Task requirements
(1) Repeat verbatim the stretch of the passage on meson exchange from "Taking the momentum" through "of the vertex.".
(2) Reproduce verbatim the stretch of the listing from the line containing "Should you be willing to segment every instance of the shirt" through the end of the listing, including both ends.
[Extract start]
Taking the momentum ${\bf k}$ of the exchanged mesons to be space-like and
along the third (longitudinal) direction, we find

\begin{equation}
{\cal L}_{int}^{'}= \frac{f}{2M}  |{\bf k}| \psi^{\dag} (\sigma_{\parallel} 
\phi + \gamma_{4} \mbox{\boldmath $\sigma$}_{\perp} \cdot 
\mbox{\boldmath $\omega$}_{\perp}) \psi + O(k^{2}) 
\end{equation}
again exhibiting the W-spin invariance of the vertex.



\section*{Symmetry in the Potential Approximation}

     In the one boson exchange approximation between heavy quarks
we consider the case when the quarks emit two gluons that can turn
into a color singlet, C-even, $q \bar{q}$ bound state (effectively a
pseudoscalar meson $\phi$) or the alternative case when they emit
three gluons that go into a color-singlet, C-odd, $q \bar{q}$ bound state
(effectively a vector meson $\omega_{\mu}$).  Then the mesons $\phi$  and
$\omega$ will have
effective coupling constants ($g$ for non derivative and $f$ for
derivative couplings) arising from the expansion of their form
factors.  We can use these couplings also to describle the baryon
baryon potential due to meson exchange$^{ \cite{nag}}$. Indeed the baryons
host three quasi-free quarks each.  Following the usual quark
additivity assumption we shall let one quark from each baryon
interact at a time, while the other (spectator) quarks remain idle.
When the active quarks emit several gluons in a colored state, that
state cannot propagate due to color confinement.  The active quarks
can make contact only through emission of two or three gluon color
singlet states which, in turn can create mesons in intermediate
states.  Hence $g$ and $f$ will also be effective coupling constants
for the baryon-meson interactions and will enter in the calculation
of effective baryon baryon potentials due to meson exchange.  Thus,
starting from a scenario in QCD we are able to justify the
Moeller-Rosenfeld$^{\cite{moeller}}$ model in which baryons exchange vector and
pseudoscalar mesons with symmetrical coupling constants.
[Extract end]
[The data start]
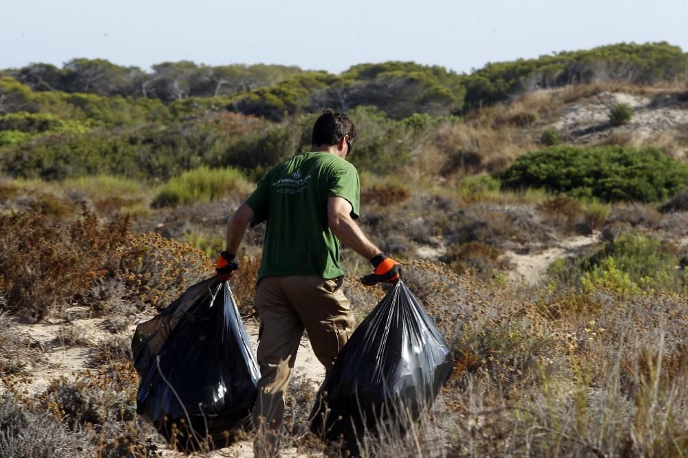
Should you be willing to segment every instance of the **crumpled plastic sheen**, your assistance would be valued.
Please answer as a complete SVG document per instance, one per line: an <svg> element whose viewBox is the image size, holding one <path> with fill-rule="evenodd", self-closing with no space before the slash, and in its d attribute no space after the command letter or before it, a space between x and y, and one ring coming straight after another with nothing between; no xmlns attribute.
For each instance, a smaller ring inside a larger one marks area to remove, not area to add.
<svg viewBox="0 0 688 458"><path fill-rule="evenodd" d="M352 334L327 373L310 428L350 444L382 428L405 433L429 409L452 369L433 320L400 280Z"/></svg>
<svg viewBox="0 0 688 458"><path fill-rule="evenodd" d="M131 350L137 411L178 450L226 446L250 429L259 371L226 282L190 287L136 327Z"/></svg>

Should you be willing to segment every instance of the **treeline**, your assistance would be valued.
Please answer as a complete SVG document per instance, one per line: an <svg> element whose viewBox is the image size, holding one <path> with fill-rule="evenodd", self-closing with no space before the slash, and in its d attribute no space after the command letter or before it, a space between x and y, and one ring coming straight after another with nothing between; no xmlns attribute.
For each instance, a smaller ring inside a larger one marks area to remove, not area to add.
<svg viewBox="0 0 688 458"><path fill-rule="evenodd" d="M470 74L438 66L388 62L355 65L339 75L281 65L210 67L164 62L150 72L103 59L74 59L61 69L36 63L0 71L34 91L155 99L164 104L220 98L233 111L279 121L323 106L374 106L394 119L416 113L459 114L535 89L685 78L688 54L667 43L622 43L488 64ZM0 106L0 113L5 109ZM5 109L5 113L7 113Z"/></svg>

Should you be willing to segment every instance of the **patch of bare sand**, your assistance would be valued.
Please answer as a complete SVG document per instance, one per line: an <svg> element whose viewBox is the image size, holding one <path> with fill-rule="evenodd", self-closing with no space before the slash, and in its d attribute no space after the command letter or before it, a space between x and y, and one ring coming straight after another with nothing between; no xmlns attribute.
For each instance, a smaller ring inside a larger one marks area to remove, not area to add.
<svg viewBox="0 0 688 458"><path fill-rule="evenodd" d="M507 260L515 264L515 268L507 274L512 282L536 285L547 272L547 268L555 260L568 257L580 253L581 249L596 244L599 240L599 233L580 236L563 239L556 247L541 253L519 254L506 251L504 255Z"/></svg>
<svg viewBox="0 0 688 458"><path fill-rule="evenodd" d="M145 319L149 319L149 317ZM142 321L145 321L145 319ZM41 323L29 323L17 320L17 332L29 336L35 341L42 350L40 358L28 367L30 371L28 382L23 383L21 389L26 394L37 395L44 391L50 382L60 377L73 379L75 375L88 367L94 348L105 341L111 335L105 326L105 319L74 319L69 323L63 320L49 319ZM258 346L258 322L252 319L244 319L246 332L251 342L254 354ZM133 335L136 326L132 324L125 331ZM65 345L65 335L77 339L76 345ZM325 378L325 368L316 358L308 336L301 339L294 366L293 376L302 376L311 382L314 391L317 390ZM17 388L19 388L19 387ZM4 391L0 383L0 393ZM156 445L164 457L184 457L184 454L178 453L166 449L162 437ZM288 448L281 451L282 457L306 457L299 454L296 448ZM209 457L233 457L235 458L250 458L253 456L252 443L241 441L231 447L216 450Z"/></svg>

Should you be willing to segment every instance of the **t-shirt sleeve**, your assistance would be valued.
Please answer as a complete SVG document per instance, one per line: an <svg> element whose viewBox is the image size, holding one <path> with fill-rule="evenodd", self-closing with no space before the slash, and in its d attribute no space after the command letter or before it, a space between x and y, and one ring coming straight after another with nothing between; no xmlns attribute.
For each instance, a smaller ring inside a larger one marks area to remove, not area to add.
<svg viewBox="0 0 688 458"><path fill-rule="evenodd" d="M248 196L244 203L253 210L251 227L268 219L268 209L270 204L270 178L268 174L261 179L256 185L255 191Z"/></svg>
<svg viewBox="0 0 688 458"><path fill-rule="evenodd" d="M351 217L358 219L359 208L361 183L358 172L351 164L336 169L328 181L327 197L341 197L351 204Z"/></svg>

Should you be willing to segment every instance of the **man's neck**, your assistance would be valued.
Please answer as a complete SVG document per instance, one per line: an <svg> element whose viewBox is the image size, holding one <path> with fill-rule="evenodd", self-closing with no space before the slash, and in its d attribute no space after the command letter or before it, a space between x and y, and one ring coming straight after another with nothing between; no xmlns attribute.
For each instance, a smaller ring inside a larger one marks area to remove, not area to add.
<svg viewBox="0 0 688 458"><path fill-rule="evenodd" d="M319 146L313 146L314 152L329 152L331 154L334 154L335 156L338 156L339 157L344 159L342 153L344 152L343 150L340 150L337 148L337 145L320 145Z"/></svg>

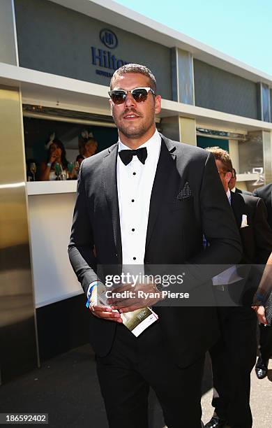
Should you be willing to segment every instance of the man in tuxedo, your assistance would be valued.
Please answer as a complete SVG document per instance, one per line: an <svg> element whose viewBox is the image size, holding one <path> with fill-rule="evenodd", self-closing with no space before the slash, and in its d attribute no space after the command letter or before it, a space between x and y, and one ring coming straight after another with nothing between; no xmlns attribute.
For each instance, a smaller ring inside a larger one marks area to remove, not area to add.
<svg viewBox="0 0 272 428"><path fill-rule="evenodd" d="M272 249L272 230L266 220L267 213L262 199L230 192L228 183L232 164L229 154L218 147L207 150L214 155L240 231L243 247L241 264L265 264ZM233 306L218 308L221 337L210 350L215 413L205 425L206 428L252 427L250 372L256 361L257 322L251 304L260 277L256 277L254 269L250 266L248 268L245 280L239 276L245 271L239 266L235 282L230 282L222 289L218 287L218 294L227 293L233 299ZM224 300L222 301L224 304Z"/></svg>
<svg viewBox="0 0 272 428"><path fill-rule="evenodd" d="M215 308L156 306L158 320L135 337L119 312L93 300L102 279L96 269L236 263L239 233L213 155L156 130L161 98L150 70L123 66L110 89L119 141L82 162L68 248L91 301L91 343L109 427L146 428L151 386L168 428L200 428L204 355L219 334ZM152 283L147 290L158 292ZM119 304L123 313L142 306Z"/></svg>
<svg viewBox="0 0 272 428"><path fill-rule="evenodd" d="M266 204L268 222L272 228L272 183L255 189L252 195L262 198ZM272 356L272 327L259 324L259 356L255 366L255 372L259 379L267 375L269 358Z"/></svg>
<svg viewBox="0 0 272 428"><path fill-rule="evenodd" d="M245 194L252 194L250 192L248 192L247 190L241 190L241 189L238 189L236 187L236 171L234 168L232 168L232 178L229 180L229 189L234 193L244 193Z"/></svg>

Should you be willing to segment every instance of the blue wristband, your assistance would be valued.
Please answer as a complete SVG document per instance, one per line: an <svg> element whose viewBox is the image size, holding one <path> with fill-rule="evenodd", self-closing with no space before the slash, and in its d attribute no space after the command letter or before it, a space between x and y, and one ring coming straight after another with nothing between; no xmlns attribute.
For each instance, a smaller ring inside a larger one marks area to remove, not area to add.
<svg viewBox="0 0 272 428"><path fill-rule="evenodd" d="M264 294L262 294L261 293L256 293L256 297L261 303L263 304L264 304L266 301L266 296L264 296Z"/></svg>
<svg viewBox="0 0 272 428"><path fill-rule="evenodd" d="M98 284L98 281L95 281L95 283L91 285L91 287L90 287L90 290L89 290L88 296L87 296L87 301L86 302L86 308L89 308L89 306L90 306L90 300L91 297L91 294L93 292L93 290Z"/></svg>

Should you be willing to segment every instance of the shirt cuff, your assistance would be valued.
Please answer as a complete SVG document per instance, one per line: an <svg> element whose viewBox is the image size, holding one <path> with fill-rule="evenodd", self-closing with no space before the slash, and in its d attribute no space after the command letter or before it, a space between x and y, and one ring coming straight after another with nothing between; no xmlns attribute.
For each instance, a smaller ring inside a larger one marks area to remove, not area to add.
<svg viewBox="0 0 272 428"><path fill-rule="evenodd" d="M101 283L101 281L93 281L91 283L87 290L87 301L86 302L86 307L89 308L90 305L90 300L91 297L91 294L93 294L93 290L95 287L97 287L99 283Z"/></svg>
[The data end]
Task solutions
(1)
Taking the momentum ${\bf k}$ of the exchanged mesons to be space-like and
along the third (longitudinal) direction, we find

\begin{equation}
{\cal L}_{int}^{'}= \frac{f}{2M}  |{\bf k}| \psi^{\dag} (\sigma_{\parallel} 
\phi + \gamma_{4} \mbox{\boldmath $\sigma$}_{\perp} \cdot 
\mbox{\boldmath $\omega$}_{\perp}) \psi + O(k^{2}) 
\end{equation}
again exhibiting the W-spin invariance of the vertex.

(2)
Should you be willing to segment every instance of the shirt cuff, your assistance would be valued.
Please answer as a complete SVG document per instance, one per line: an <svg> element whose viewBox is the image size, holding one <path> with fill-rule="evenodd", self-closing with no space before the slash, and in its d attribute no space after the command letter or before it, a space between x and y, and one ring coming straight after another with nothing between; no xmlns attribute.
For each instance, a smaller ring inside a larger one marks area to remove, not area to add.
<svg viewBox="0 0 272 428"><path fill-rule="evenodd" d="M101 283L101 281L93 281L91 283L87 290L87 301L86 302L86 307L89 308L90 305L90 300L91 297L91 294L93 294L93 290L95 287L97 287L99 283Z"/></svg>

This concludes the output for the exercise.